- **Problem**: Copy every line of the material below without changing anything.

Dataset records

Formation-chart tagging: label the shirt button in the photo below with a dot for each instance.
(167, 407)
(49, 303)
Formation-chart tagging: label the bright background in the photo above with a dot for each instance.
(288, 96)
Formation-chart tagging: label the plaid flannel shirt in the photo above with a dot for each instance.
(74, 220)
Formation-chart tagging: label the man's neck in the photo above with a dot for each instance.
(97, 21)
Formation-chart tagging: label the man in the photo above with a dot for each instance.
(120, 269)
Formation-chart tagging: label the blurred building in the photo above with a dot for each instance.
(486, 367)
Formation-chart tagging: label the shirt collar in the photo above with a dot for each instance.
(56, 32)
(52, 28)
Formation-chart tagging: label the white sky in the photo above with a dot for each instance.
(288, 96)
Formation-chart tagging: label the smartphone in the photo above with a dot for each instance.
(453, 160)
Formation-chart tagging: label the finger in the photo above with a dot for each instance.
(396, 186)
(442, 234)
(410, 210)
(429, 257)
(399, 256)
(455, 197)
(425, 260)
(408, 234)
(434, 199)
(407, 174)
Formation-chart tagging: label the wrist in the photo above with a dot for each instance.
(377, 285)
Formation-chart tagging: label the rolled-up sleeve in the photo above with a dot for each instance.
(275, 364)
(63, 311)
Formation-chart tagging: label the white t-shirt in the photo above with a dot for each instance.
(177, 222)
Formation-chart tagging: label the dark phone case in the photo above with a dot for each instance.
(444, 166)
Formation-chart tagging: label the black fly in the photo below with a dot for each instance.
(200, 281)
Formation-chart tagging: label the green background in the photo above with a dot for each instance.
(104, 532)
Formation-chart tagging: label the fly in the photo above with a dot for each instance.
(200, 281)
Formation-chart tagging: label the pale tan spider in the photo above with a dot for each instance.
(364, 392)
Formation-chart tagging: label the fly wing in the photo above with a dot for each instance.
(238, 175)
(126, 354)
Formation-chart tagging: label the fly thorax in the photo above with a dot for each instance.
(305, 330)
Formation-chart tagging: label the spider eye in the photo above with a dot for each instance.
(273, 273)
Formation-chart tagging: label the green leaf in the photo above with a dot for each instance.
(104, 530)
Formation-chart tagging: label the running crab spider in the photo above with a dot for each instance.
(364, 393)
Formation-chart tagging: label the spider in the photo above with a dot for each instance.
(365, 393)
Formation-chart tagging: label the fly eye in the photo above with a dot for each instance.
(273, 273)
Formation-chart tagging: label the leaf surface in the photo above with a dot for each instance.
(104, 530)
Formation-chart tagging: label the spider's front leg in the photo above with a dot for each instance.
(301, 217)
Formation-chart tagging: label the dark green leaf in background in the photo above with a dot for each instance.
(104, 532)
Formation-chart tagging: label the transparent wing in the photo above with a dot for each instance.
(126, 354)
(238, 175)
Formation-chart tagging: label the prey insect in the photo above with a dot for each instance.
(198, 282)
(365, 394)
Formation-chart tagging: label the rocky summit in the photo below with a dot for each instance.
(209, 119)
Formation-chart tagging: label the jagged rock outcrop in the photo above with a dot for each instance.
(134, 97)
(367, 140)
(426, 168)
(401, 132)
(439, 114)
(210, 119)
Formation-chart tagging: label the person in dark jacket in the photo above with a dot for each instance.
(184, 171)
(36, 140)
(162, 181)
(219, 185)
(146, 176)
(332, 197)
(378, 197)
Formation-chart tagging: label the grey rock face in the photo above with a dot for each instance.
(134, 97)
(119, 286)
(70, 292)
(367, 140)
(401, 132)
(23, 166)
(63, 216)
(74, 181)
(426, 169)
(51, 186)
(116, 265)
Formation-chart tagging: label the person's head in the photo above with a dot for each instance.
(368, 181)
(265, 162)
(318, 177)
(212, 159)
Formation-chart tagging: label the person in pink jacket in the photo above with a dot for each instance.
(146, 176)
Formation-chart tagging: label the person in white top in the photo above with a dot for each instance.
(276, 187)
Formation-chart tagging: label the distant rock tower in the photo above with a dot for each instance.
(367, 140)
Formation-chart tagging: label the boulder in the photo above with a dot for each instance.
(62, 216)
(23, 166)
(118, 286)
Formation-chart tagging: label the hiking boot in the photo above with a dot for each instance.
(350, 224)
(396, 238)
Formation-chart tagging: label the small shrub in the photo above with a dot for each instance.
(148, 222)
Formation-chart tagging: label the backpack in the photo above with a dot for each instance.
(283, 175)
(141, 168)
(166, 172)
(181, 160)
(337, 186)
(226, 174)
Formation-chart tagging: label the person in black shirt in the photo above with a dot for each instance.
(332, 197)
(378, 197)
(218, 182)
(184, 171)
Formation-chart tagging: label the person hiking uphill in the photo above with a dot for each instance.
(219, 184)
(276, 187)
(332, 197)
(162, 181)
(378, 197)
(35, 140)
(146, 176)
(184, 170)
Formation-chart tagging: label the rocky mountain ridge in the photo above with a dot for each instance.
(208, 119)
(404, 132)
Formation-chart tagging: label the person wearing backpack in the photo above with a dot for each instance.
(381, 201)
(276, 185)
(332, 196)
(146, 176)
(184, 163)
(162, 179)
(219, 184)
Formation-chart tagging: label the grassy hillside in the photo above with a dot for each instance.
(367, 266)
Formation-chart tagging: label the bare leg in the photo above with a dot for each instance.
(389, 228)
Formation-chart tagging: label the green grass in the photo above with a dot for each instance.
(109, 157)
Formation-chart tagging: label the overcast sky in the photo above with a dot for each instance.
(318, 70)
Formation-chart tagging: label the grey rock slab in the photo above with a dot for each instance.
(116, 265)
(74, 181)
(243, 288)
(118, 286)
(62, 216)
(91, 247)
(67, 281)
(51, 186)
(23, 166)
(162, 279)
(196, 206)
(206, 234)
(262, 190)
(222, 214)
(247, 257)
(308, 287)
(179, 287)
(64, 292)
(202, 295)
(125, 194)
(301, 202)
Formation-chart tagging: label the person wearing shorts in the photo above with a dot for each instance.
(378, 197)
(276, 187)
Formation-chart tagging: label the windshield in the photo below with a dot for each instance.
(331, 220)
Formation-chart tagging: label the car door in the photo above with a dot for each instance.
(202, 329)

- **Written solution**:
Formation-chart tagging: label the shirt button in the photo below with a dot for each instance.
(167, 407)
(49, 303)
Formation-chart tagging: label the bright background in the photo above with a dot for each instance.
(288, 96)
Formation-chart tagging: label the plaid flannel shirt in the photo above with a dot for each instance.
(74, 220)
Formation-chart tagging: label the man's neck in the photo above with a dot for each instance.
(97, 21)
Formation-chart tagging: label the man in the photo above with a dot for each instance.
(120, 269)
Formation-chart tagging: label the blurred building in the photo above with a dot for each instance.
(486, 367)
Formation-chart tagging: label the shirt collar in the photo above with a dot for each instance.
(56, 32)
(52, 28)
Formation-chart tagging: label the white sky in the photo above with a dot for each instance.
(288, 96)
Formation-chart tagging: label the smartphone in the photo above with a dot for each instance.
(453, 160)
Formation-chart tagging: label the finger in the photo above with a dot for each instance.
(396, 186)
(442, 234)
(410, 210)
(429, 257)
(399, 256)
(455, 197)
(425, 260)
(408, 234)
(434, 199)
(407, 174)
Formation-chart tagging: label the wrist in the photo above with a dot for each instance.
(377, 285)
Formation-chart tagging: label the rolled-up sleeve in the photo above with a dot for each instance.
(275, 364)
(63, 311)
Formation-chart tagging: label the white t-shirt in the photo above with a dot for each instance.
(177, 222)
Formation-chart tagging: label the dark phone case in the photo above with a dot for each instance.
(444, 166)
Formation-chart tagging: label the black fly in the photo below with a dot for each instance.
(200, 281)
Formation-chart tagging: label the green background in the photo above with a dot for each instance.
(104, 532)
Formation-chart tagging: label the fly in the photo above with a dot for each instance.
(200, 281)
Formation-chart tagging: label the pale tan spider in the photo above with a dot for each instance.
(364, 392)
Formation-chart tagging: label the fly wing in the photo above with a dot for each instance.
(238, 175)
(126, 354)
Formation-chart tagging: label the fly thorax in the photo above with a dot for each instance.
(305, 330)
Formation-chart tagging: label the spider eye in the photo above with a dot for each instance.
(273, 273)
Formation-chart tagging: label the green leaf in the photo above with a dot for each instance.
(104, 530)
Formation-chart tagging: label the running crab spider in the photo above with a dot for each instance.
(364, 393)
Formation-chart tagging: label the spider in the photo above with a dot for each instance.
(365, 393)
Formation-chart tagging: label the fly eye in the photo above with a dot for each instance.
(273, 273)
Formation-chart tagging: label the leaf surface in the photo above with a dot for each instance.
(104, 530)
Formation-chart tagging: label the spider's front leg in the photo above with a dot for each instance.
(301, 217)
Formation-chart tagging: label the dark green leaf in background in the photo above with a dot for each instance.
(104, 532)
Formation-chart tagging: label the transparent wing in the photo above with a dot for each instance.
(126, 354)
(238, 175)
Formation-chart tagging: label the prey insect in the photo above with a dot for each instance.
(198, 282)
(365, 394)
Formation-chart tagging: label the rocky summit in the photo below with a dot for each instance.
(209, 119)
Formation-chart tagging: label the jagged rock outcrop in the photo above with a dot for each instance.
(134, 97)
(367, 140)
(426, 168)
(401, 132)
(439, 114)
(210, 119)
Formation-chart tagging: label the person in dark jacket in the photo above with a dot for each instance.
(184, 171)
(36, 140)
(162, 181)
(219, 185)
(146, 176)
(332, 197)
(378, 197)
Formation-chart tagging: label the grey rock face in the photo above with a dot for each instance.
(134, 97)
(119, 286)
(70, 292)
(367, 140)
(401, 132)
(23, 166)
(63, 216)
(74, 181)
(426, 169)
(51, 186)
(116, 265)
Formation-chart tagging: label the person's head in the photo above with a dot for each instance.
(368, 181)
(265, 162)
(318, 177)
(212, 159)
Formation-chart tagging: label the person in pink jacket in the photo above with a dot for each instance.
(146, 176)
Formation-chart tagging: label the person in white top in the photo above with a dot for each instance.
(276, 187)
Formation-chart tagging: label the distant rock tower in the photo above with a dot for each instance.
(367, 140)
Formation-chart tagging: label the boulder in the photo above with a dot for each instance.
(62, 216)
(23, 166)
(118, 286)
Formation-chart tagging: label the hiking boot in the photo above with a dot for each instance.
(350, 224)
(396, 238)
Formation-chart tagging: label the small shrub in the photo above with a dot for each instance.
(148, 222)
Formation-chart tagging: label the backpack in the photo above with a dot for each instance.
(283, 175)
(141, 168)
(166, 172)
(181, 160)
(337, 186)
(226, 174)
Formation-chart tagging: label the person in black shirt in the photo above with a dot for each instance.
(332, 197)
(378, 197)
(218, 182)
(184, 171)
Formation-chart tagging: label the person hiking uphill in the photo above with a dot for each instance.
(219, 184)
(276, 187)
(332, 197)
(162, 181)
(378, 197)
(35, 140)
(146, 176)
(184, 170)
Formation-chart tagging: label the rocky mountain ridge in the photo above with a dot for each instance.
(208, 119)
(404, 132)
Formation-chart tagging: label the person wearing backpack in the photo above with a dot for each instance.
(381, 201)
(276, 185)
(332, 196)
(146, 176)
(184, 163)
(162, 179)
(219, 184)
Formation-chart tagging: label the grassy hillside in the photo above with a dot for each instance.
(367, 266)
Formation-chart tagging: label the bare leg in the photo above with a dot for each instance.
(389, 228)
Formation-chart tagging: label the green grass in the photo above with a dot for each instance.
(109, 157)
Formation-chart tagging: label the overcast sky in the photo above with a dot for each instance.
(318, 70)
Formation-chart tagging: label the grey rock slab in the photo above with a dot for each instance.
(116, 265)
(74, 181)
(243, 288)
(118, 286)
(62, 216)
(91, 247)
(67, 281)
(51, 186)
(23, 166)
(162, 279)
(196, 206)
(206, 234)
(262, 190)
(222, 214)
(247, 257)
(308, 287)
(179, 287)
(64, 292)
(202, 295)
(125, 194)
(301, 202)
Formation-chart tagging: label the person wearing shorts in the photo above with a dot for each instance.
(378, 197)
(276, 187)
Formation-chart tagging: label the windshield in the photo below with a dot for each instance.
(331, 220)
Formation-chart tagging: label the car door in the photo above with a dot for each instance.
(202, 329)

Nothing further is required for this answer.